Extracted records
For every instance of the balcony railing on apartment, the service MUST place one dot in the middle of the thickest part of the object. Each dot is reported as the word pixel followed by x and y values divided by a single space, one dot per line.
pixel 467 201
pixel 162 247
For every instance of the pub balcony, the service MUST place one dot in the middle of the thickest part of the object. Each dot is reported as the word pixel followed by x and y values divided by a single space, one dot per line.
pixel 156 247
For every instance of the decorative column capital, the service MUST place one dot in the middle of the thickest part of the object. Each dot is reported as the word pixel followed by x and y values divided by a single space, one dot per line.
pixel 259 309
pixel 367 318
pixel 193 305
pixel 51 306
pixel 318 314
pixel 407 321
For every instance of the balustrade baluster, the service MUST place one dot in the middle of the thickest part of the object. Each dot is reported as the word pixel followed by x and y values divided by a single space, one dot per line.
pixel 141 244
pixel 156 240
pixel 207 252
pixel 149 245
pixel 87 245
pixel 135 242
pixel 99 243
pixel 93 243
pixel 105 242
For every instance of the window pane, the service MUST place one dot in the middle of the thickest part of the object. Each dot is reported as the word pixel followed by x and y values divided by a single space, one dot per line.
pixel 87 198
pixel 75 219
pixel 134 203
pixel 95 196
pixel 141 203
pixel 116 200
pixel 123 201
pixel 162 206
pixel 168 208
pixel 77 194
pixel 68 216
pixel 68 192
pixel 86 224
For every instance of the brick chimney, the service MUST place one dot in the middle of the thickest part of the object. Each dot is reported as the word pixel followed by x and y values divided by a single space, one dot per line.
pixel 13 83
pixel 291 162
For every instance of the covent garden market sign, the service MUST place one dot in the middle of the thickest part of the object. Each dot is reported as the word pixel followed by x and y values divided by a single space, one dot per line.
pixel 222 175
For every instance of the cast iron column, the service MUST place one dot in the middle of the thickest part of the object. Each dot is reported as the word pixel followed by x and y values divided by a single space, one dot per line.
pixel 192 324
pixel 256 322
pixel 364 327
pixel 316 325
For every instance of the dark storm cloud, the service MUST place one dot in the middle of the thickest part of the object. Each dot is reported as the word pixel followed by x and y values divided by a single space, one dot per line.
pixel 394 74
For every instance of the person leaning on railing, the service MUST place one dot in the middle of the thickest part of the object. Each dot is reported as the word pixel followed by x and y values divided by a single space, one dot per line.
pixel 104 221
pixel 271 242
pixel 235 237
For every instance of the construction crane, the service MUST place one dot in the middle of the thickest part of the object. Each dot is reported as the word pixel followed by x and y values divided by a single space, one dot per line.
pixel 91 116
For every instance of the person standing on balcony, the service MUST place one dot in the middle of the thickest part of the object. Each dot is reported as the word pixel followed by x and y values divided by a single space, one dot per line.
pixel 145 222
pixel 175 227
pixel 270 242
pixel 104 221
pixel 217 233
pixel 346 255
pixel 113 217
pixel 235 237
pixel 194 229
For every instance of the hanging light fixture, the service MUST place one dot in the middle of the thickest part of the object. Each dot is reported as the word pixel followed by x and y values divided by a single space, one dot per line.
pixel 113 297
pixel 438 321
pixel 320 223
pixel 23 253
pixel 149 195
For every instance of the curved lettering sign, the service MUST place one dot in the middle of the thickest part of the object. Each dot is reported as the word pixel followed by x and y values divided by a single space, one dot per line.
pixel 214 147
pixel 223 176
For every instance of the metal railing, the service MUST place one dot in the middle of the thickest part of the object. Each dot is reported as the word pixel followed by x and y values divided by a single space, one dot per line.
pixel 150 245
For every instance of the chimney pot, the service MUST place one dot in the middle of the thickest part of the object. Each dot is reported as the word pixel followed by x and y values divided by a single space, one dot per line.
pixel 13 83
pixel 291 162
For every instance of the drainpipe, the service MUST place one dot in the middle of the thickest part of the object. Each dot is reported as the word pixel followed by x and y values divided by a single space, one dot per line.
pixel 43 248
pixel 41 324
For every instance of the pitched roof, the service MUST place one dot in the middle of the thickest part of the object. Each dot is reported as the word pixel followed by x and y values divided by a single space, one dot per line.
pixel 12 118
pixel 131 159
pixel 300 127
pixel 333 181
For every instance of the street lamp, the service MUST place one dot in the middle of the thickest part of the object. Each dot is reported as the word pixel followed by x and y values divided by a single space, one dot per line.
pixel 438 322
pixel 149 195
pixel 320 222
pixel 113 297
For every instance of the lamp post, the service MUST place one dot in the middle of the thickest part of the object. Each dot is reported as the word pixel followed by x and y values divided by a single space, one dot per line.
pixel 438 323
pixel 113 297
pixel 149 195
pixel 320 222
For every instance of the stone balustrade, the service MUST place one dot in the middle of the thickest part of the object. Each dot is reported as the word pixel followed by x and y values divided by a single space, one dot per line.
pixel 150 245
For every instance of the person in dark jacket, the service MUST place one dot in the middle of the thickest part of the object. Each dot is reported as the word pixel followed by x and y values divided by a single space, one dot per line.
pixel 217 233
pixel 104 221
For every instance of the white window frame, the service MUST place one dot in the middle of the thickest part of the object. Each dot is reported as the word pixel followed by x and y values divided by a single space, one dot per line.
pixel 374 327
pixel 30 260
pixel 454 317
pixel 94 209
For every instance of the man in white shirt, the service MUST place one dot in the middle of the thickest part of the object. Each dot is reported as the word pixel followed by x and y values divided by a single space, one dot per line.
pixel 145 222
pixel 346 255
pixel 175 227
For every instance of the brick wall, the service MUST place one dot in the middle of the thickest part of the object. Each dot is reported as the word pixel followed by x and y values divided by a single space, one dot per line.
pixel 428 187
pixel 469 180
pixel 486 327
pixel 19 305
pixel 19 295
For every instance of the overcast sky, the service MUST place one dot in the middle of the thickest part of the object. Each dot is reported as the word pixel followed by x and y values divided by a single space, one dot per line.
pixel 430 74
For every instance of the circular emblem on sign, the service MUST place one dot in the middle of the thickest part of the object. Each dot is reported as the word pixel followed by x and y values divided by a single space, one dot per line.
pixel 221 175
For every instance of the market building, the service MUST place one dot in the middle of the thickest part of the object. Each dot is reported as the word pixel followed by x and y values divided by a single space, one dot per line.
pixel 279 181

• [THE TASK]
Extract each record, keeping it identical to the original.

• [EXERCISE RESPONSE]
For every instance of the balcony railing on apartment, the service MUST place one dot in the middle of the thickest part of the object. Each dot is reported as the word pixel followed by x and y values divided by a single space, one dot per line.
pixel 467 201
pixel 162 247
For every instance of the pub balcony, the service MUST place one dot in the middle of the thickest part of the object. Each dot is reported as the word pixel followed by x and y values divided by a single space, one dot per line.
pixel 156 247
For every instance of the decorative column capital, the service MUST place one dot in the middle of the thickest part of the object. Each dot is reported as the word pixel followed by x and y values divided by a single space, one dot per line.
pixel 259 309
pixel 367 318
pixel 193 305
pixel 51 306
pixel 318 314
pixel 407 321
For every instance of the balustrade baluster, the service MUST place one dot in the middle of the thickest part of the object. Each dot is reported as the word pixel followed by x and y values divided by a single space, one dot per line.
pixel 141 244
pixel 156 240
pixel 207 252
pixel 149 245
pixel 87 245
pixel 135 242
pixel 99 243
pixel 93 243
pixel 105 242
For every instance of the window pane, the service MUST place one dot in the middle of the thickest part of the object. Each dot is reported as the word pixel followed by x and y values divided by a single space, one dot per line.
pixel 87 198
pixel 75 219
pixel 134 203
pixel 95 196
pixel 141 203
pixel 116 200
pixel 123 201
pixel 162 206
pixel 168 208
pixel 77 194
pixel 68 216
pixel 68 192
pixel 86 224
For every instance of the brick chimney, the service MUST place one dot in the middle of the thickest part of the object. Each dot is reported as the word pixel followed by x and y values divided by a single space, one dot per line.
pixel 13 83
pixel 291 162
For every instance of the covent garden market sign, the service MUST place one dot in the middle of the thickest part of the object. Each dot is reported as the word pixel followed by x and y values divided by a single space, one dot per line.
pixel 222 175
For every instance of the cast iron column, the service MUST place one dot in the middle of the thickest part of the object. Each dot is reported as the word pixel followed by x and y values divided by a single space, one dot per line.
pixel 192 324
pixel 256 322
pixel 364 327
pixel 316 325
For every instance of the dark storm cloud, the service MUST place one dot in the middle of the thickest part of the object. Each dot is reported as the word pixel followed by x and y values divided by a single space, one dot per line.
pixel 394 74
For every instance of the person leaning on railing, the service MUST place one dot in the middle of the thickest part of the object. Each dot is reported as the word pixel followed by x and y values divided by a single space, one dot per line.
pixel 104 221
pixel 271 242
pixel 235 237
For every instance of the construction crane, the service MUST place one dot in the middle of the thickest part of the object. Each dot is reported as the word pixel followed by x and y values divided by a single space, one dot per line.
pixel 91 116
For every instance of the person standing on balcony, the service MUST place one dot in the middle of the thickest part of the object. Each dot is reported as the word pixel followed by x and y values divided by a single space, one dot per line.
pixel 145 222
pixel 175 227
pixel 270 242
pixel 104 221
pixel 217 233
pixel 346 255
pixel 113 217
pixel 235 237
pixel 194 229
For every instance of the hanging light fixture, the service MUST place one dot in the middle of the thickest part of the object. Each dot is reported as the word pixel followed by x and y values divided by a single space, one dot per line.
pixel 113 297
pixel 438 321
pixel 320 223
pixel 23 253
pixel 149 195
For every instance of the curved lettering sign, the service MUST place one dot in the middle of the thickest part of the object. Each dot is reported as the word pixel followed by x and y values divided by a single space, one dot per line.
pixel 214 147
pixel 223 176
For every instance of the metal railing, the service MUST place one dot in the middle of the thickest part of the object. Each dot is reported as the word pixel followed by x and y values divided by a single space, one dot per line.
pixel 150 245
For every instance of the chimney pot, the service MUST place one dot in the middle of the thickest part of the object. Each dot is reported as the word pixel followed by x and y values divided by a single space, one dot per line.
pixel 13 83
pixel 291 162
For every instance of the drainpipe, the service MUST place one dot in the middle of the thickest part of the object. Each dot is reported as the word pixel followed by x and y values divided by a single space, one dot per line.
pixel 43 248
pixel 41 324
For every instance of the pitched roof, the service MUST place one dot in the middle of the thickest part of the object. Each dot is reported as the word pixel followed by x and y values divided by a single space, one dot per line.
pixel 12 118
pixel 131 159
pixel 300 127
pixel 333 181
For every instance of the street lamp, the service MUST place one dot in the middle of the thickest part of the object. Each dot is reported as the word pixel followed by x and y values divided by a single space, one dot per line.
pixel 438 322
pixel 149 195
pixel 320 222
pixel 113 297
For every instance of the lamp post, the service MUST place one dot in the middle of the thickest part of the object. Each dot is reported as the word pixel followed by x and y values divided by a single space, one dot per line.
pixel 438 323
pixel 113 297
pixel 149 195
pixel 320 222
For every instance of the stone balustrade, the service MUST place one dot in the middle of the thickest part of the object. Each dot is reported as the word pixel followed by x and y values divided by a single space, one dot per line.
pixel 150 245
For every instance of the person in dark jacket, the service MUST place one dot in the middle of the thickest part of the object. Each dot is reported as the word pixel followed by x and y values divided by a single space, one dot per line.
pixel 217 233
pixel 104 221
For every instance of the white window frame, the service MUST place one dot in the middle of the thickest part of the object. Each dot is reported as the word pixel followed by x and y values divided by a single space, one dot per line.
pixel 374 327
pixel 30 260
pixel 454 317
pixel 94 209
For every instance of the man in white shirt, the service MUST place one dot in the middle of the thickest part of the object. Each dot is reported as the word pixel followed by x and y values divided by a single space, one dot per line.
pixel 145 222
pixel 346 255
pixel 175 227
For every instance of the brick wall, the service MUST place one dot in the middle of the thickest part of the object. Each dot is reported as the word pixel followed by x and y values divided by a single space, one dot per line.
pixel 428 187
pixel 469 180
pixel 486 327
pixel 19 305
pixel 19 295
For every instance of the overcast sky, the service MUST place one dot in the middle of the thickest part of the object. Each dot is reported as the word pixel followed by x and y values divided by a single space, one dot per line.
pixel 430 74
For every instance of the circular emblem on sign, the service MUST place one dot in the middle of the thickest part of the object. Each dot is reported as the word pixel followed by x and y values divided by a single space, one dot per line.
pixel 221 175
For every instance of the market building, the service MUST place one dot in the middle of the thickest part of the object. Each dot is reported as the word pixel followed by x and y values divided by a single space, one dot per line.
pixel 279 181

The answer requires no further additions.